Data extracts:
-- Opening Marker --
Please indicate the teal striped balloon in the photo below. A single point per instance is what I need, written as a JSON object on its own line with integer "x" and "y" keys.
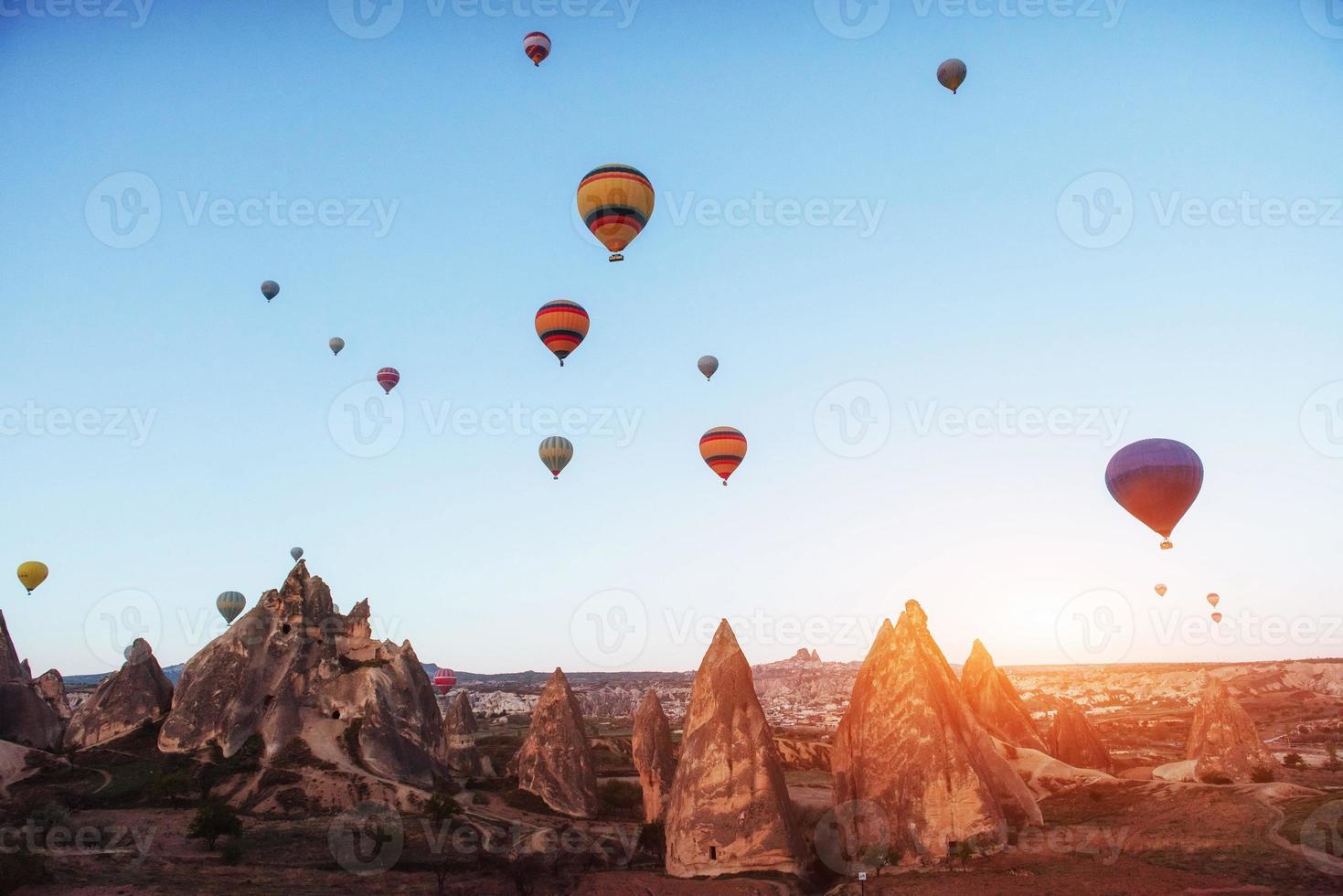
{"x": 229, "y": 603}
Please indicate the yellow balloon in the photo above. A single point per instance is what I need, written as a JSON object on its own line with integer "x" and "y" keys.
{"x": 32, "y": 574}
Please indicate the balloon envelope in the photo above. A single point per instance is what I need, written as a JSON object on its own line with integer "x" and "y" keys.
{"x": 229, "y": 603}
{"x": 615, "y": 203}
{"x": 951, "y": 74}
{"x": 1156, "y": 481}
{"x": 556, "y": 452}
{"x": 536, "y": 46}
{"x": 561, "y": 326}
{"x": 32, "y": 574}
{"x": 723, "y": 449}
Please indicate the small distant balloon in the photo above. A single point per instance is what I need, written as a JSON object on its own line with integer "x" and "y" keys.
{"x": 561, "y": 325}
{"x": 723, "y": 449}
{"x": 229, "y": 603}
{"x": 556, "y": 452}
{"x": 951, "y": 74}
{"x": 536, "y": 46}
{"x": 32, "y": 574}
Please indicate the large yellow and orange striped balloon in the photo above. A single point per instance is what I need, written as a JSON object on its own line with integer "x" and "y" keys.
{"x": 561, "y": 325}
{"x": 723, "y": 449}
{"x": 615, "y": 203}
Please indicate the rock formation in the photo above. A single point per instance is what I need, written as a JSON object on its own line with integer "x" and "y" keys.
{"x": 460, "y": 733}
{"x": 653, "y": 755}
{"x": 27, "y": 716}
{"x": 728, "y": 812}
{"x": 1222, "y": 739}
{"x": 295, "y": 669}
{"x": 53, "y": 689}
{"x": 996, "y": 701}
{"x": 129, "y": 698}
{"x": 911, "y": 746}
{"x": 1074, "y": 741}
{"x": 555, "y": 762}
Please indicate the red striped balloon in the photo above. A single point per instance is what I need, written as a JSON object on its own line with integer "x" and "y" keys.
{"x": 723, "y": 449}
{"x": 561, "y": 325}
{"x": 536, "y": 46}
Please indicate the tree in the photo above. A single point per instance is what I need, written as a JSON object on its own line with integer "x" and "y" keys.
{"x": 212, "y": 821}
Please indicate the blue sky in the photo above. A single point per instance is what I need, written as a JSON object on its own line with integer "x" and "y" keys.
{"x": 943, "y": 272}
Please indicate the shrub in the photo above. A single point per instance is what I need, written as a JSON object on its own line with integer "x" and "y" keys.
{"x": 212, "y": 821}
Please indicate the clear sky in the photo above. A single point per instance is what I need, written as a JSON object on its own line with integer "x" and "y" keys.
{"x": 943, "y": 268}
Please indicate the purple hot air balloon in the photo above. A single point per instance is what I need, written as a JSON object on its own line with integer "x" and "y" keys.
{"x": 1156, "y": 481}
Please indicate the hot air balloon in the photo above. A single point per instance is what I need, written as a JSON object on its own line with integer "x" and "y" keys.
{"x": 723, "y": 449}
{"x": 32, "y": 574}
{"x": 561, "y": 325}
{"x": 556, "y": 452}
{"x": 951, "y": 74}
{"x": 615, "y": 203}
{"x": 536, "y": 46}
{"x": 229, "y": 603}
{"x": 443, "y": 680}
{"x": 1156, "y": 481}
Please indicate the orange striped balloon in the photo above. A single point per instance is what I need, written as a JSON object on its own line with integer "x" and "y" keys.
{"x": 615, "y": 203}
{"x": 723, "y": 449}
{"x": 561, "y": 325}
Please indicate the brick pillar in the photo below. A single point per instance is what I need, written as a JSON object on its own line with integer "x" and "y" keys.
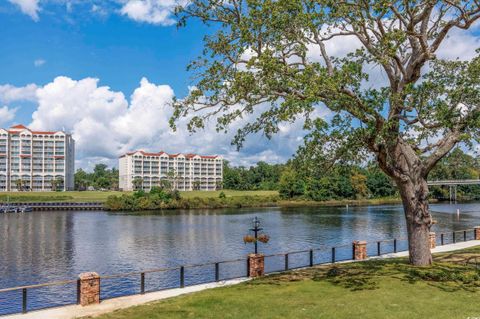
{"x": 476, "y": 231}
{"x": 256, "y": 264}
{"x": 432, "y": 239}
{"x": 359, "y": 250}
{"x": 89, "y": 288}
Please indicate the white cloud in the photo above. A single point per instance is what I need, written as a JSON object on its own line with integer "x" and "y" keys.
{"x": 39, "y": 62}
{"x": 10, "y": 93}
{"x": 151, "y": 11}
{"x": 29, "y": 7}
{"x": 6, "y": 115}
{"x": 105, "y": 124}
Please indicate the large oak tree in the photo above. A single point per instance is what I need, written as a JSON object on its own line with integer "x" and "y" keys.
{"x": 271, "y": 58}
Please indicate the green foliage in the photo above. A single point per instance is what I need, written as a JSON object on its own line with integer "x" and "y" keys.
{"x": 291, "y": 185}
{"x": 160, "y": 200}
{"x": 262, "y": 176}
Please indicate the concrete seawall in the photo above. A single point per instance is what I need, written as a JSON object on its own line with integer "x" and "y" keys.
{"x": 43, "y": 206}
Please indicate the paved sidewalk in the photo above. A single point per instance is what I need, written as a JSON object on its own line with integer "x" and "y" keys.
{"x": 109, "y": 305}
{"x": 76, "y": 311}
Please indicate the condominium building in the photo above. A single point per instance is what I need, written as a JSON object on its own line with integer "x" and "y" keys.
-- Closing Marker --
About this exercise: Give back exactly the lines that run from the line with "Please indicate the paved" through the close of the material, counting both ends, and nothing more.

Output of the task:
Please indicate the paved sidewalk in the photo above. A single point per instance is what I need, written as a JSON object on its own line with integer "x" and "y" keys.
{"x": 109, "y": 305}
{"x": 76, "y": 311}
Please indicate the condominium building in the photo above. A single point per instance is what I need, written as a JSON object on its own line with integer "x" and "y" keys.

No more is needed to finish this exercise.